Data records
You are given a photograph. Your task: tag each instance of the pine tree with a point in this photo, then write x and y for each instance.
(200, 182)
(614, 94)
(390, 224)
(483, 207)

### About this task
Print the entries exactly.

### Your response
You are given a photograph. Your task: tag each instance of the pine tree with a point in this photo, then write x and y for each instance.
(200, 182)
(614, 94)
(390, 224)
(483, 207)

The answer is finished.